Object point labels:
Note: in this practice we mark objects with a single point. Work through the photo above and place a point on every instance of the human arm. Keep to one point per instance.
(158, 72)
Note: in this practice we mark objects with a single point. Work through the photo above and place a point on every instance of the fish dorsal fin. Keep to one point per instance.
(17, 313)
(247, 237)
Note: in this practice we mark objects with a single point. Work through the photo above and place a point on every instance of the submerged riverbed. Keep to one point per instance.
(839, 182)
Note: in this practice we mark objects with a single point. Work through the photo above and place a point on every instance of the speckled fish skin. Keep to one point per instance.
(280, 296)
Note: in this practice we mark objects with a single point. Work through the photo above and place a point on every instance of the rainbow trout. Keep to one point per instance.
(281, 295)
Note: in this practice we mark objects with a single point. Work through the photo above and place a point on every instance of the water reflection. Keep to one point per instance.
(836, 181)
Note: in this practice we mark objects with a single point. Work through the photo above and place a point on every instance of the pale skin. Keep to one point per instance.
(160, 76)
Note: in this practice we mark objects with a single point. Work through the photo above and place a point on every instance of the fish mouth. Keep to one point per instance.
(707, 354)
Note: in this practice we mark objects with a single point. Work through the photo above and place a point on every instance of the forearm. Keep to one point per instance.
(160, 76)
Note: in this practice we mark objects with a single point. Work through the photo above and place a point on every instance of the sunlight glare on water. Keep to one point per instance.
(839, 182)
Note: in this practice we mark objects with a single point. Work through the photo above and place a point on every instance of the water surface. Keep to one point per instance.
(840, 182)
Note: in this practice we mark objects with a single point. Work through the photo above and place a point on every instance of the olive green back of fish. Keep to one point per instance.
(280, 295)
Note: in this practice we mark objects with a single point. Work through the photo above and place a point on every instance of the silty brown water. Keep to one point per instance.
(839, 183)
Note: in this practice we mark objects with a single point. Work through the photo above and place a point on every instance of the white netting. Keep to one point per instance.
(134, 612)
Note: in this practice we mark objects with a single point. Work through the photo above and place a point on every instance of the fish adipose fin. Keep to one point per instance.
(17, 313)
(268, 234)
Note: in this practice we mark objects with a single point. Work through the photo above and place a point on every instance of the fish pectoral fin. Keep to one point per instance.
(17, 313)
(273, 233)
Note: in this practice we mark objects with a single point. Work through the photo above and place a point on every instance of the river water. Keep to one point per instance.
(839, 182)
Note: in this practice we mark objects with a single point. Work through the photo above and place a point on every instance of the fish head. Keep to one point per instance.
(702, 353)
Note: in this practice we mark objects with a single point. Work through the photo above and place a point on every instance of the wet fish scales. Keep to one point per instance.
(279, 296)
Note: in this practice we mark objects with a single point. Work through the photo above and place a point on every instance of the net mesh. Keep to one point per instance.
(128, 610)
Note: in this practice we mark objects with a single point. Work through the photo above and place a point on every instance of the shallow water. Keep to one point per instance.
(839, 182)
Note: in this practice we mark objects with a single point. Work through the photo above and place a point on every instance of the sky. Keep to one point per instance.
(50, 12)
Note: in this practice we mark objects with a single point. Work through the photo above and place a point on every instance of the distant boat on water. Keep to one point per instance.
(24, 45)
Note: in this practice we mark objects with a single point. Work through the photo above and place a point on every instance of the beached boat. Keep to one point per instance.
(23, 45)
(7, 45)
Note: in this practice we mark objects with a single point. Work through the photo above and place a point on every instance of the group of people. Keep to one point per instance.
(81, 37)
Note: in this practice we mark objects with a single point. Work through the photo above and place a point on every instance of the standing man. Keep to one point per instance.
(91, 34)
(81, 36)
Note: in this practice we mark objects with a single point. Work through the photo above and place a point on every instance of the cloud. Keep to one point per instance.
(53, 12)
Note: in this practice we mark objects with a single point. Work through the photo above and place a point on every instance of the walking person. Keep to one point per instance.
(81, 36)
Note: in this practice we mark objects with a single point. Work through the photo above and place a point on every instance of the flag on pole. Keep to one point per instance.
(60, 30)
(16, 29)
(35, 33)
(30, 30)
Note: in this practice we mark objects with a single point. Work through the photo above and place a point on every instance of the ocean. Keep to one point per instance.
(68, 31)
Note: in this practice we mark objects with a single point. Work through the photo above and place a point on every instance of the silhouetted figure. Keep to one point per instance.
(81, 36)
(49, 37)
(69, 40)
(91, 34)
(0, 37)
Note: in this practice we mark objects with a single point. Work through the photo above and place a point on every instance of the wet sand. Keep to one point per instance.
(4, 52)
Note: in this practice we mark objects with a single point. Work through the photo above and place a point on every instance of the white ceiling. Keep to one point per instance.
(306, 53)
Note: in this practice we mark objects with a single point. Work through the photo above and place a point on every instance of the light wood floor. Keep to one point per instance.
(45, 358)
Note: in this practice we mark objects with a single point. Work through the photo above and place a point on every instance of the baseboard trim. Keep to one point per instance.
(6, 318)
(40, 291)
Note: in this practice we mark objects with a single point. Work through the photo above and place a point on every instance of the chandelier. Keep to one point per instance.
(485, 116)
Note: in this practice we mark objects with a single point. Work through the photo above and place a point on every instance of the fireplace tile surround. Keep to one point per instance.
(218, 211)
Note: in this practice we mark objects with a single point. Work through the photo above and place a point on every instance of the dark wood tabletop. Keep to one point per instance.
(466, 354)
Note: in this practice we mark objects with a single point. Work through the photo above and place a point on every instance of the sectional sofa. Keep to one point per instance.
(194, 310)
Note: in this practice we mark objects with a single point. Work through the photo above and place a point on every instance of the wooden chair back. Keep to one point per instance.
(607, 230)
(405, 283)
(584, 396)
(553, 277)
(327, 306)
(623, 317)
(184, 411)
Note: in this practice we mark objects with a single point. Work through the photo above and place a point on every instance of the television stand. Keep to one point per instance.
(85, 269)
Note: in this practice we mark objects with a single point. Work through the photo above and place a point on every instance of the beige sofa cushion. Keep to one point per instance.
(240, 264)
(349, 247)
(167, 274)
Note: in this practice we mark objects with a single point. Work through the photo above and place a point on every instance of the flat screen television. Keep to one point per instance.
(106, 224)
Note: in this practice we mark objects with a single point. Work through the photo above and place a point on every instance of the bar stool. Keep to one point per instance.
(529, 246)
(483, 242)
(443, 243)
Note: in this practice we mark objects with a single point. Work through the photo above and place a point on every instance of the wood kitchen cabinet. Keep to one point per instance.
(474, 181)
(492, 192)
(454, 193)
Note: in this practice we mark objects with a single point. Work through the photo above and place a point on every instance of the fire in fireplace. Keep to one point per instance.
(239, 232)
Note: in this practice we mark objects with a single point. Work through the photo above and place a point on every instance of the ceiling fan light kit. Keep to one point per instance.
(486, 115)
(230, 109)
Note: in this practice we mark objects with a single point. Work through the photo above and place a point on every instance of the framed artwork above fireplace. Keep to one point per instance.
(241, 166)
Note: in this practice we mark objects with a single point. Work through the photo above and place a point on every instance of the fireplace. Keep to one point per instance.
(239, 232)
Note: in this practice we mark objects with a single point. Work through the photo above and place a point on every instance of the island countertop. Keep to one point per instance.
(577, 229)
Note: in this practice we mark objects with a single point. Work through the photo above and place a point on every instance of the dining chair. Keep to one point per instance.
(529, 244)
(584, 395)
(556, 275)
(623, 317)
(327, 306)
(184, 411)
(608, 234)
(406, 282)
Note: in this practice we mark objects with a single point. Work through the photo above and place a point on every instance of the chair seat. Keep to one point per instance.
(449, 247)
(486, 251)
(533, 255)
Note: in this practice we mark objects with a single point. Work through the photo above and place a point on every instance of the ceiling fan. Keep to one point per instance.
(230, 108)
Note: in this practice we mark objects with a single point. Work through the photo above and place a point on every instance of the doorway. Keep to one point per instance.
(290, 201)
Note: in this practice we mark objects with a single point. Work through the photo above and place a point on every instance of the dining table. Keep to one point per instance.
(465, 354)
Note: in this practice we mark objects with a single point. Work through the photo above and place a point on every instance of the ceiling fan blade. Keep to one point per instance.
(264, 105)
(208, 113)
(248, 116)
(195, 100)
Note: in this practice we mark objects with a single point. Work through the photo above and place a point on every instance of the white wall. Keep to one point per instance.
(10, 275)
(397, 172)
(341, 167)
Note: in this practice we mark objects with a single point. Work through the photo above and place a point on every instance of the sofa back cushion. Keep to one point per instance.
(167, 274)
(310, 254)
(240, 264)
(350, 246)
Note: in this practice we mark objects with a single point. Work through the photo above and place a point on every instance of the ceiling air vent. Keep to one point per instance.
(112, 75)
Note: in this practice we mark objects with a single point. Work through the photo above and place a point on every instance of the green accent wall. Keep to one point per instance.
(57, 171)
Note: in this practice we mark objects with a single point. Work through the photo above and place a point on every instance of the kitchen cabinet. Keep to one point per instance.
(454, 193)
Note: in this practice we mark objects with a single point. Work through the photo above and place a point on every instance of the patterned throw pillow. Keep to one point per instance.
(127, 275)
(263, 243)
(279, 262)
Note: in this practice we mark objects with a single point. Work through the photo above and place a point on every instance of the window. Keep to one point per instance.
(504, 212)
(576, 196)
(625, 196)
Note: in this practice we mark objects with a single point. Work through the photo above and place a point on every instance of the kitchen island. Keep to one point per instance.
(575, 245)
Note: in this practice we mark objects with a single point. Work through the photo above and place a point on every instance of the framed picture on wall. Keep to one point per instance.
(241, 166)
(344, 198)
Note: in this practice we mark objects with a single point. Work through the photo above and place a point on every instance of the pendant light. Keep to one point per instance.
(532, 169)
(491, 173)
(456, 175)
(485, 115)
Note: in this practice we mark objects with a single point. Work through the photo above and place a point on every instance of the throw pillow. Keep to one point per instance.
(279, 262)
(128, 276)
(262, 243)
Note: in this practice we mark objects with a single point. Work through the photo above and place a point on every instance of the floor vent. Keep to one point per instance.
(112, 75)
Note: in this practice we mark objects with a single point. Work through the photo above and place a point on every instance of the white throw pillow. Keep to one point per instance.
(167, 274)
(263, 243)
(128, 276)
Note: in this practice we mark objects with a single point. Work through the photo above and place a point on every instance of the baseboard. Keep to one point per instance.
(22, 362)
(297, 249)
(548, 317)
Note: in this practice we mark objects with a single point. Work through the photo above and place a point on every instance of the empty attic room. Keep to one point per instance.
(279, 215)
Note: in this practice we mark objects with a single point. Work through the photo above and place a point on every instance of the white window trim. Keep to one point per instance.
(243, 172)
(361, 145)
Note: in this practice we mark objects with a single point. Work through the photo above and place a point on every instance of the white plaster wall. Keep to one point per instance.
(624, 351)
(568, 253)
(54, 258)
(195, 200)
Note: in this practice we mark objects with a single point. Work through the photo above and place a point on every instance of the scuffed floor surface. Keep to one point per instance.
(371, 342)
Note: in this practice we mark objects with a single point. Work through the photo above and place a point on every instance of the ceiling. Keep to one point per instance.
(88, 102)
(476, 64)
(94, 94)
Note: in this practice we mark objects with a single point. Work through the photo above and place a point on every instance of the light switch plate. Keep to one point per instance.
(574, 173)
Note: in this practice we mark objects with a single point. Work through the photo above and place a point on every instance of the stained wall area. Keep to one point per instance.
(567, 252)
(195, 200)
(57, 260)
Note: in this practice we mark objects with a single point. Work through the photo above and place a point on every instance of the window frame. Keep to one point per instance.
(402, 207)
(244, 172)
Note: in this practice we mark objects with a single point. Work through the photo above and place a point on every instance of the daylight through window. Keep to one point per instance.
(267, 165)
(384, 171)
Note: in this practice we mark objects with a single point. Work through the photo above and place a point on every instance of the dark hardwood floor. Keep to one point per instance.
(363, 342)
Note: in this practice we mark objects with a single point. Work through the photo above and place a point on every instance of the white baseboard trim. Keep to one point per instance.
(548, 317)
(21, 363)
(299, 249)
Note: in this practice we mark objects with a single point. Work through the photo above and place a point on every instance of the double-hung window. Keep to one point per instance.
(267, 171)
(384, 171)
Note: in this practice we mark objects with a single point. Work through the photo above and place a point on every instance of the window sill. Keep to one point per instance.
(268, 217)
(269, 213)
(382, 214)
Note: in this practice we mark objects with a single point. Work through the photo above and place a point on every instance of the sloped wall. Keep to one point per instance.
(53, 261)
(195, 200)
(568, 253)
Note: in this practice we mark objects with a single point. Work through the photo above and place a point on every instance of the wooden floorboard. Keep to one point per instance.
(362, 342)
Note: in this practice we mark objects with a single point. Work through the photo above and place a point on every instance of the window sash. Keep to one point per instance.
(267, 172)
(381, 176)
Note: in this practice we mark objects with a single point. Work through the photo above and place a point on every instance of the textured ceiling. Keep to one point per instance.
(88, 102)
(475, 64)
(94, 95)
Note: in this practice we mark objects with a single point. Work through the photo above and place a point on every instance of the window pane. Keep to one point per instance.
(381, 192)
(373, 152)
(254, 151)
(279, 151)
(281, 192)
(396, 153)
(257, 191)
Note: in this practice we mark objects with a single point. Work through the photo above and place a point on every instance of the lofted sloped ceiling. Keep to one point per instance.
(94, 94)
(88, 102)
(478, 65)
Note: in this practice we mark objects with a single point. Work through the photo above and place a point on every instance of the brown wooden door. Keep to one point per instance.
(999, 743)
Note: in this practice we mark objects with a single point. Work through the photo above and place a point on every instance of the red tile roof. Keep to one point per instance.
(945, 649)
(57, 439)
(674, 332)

* _Your instructions_
Print nothing but the lines from the line with "sash. Keep to one point per instance." to the last line of the records above. Both of those lines count.

* _Task result_
Note: in this practice we mark objects with a single point. Work through the photo above and place a point on every instance of the window sash. Keep to one point per instance.
(267, 172)
(381, 176)
Note: in this practice we mark objects with a single point. Work through the photo above and place a point on every instance of the textured ceiling. Keep to one point per instance.
(88, 102)
(475, 64)
(94, 95)
Note: in this practice we mark objects with a single point. Work through the photo above and place a point on every instance of the window pane. Keep to one point per instance.
(381, 192)
(373, 152)
(254, 151)
(279, 151)
(281, 192)
(396, 153)
(257, 191)
Note: in this practice we mark objects with a single point. Work through the photo above and place a point on every instance of the lofted sloped ceiling. Keep to one point per instance.
(94, 94)
(88, 102)
(478, 65)
Note: in this practice we mark objects with a single point. Work through the photo above and place a point on every instance of the brown wooden door. Keep to one point per instance.
(999, 743)
Note: in this practice we mark objects with a single point. Work through the photo above and place a point on every instance of the red tile roof. Keep to one point per instance.
(945, 649)
(57, 439)
(674, 332)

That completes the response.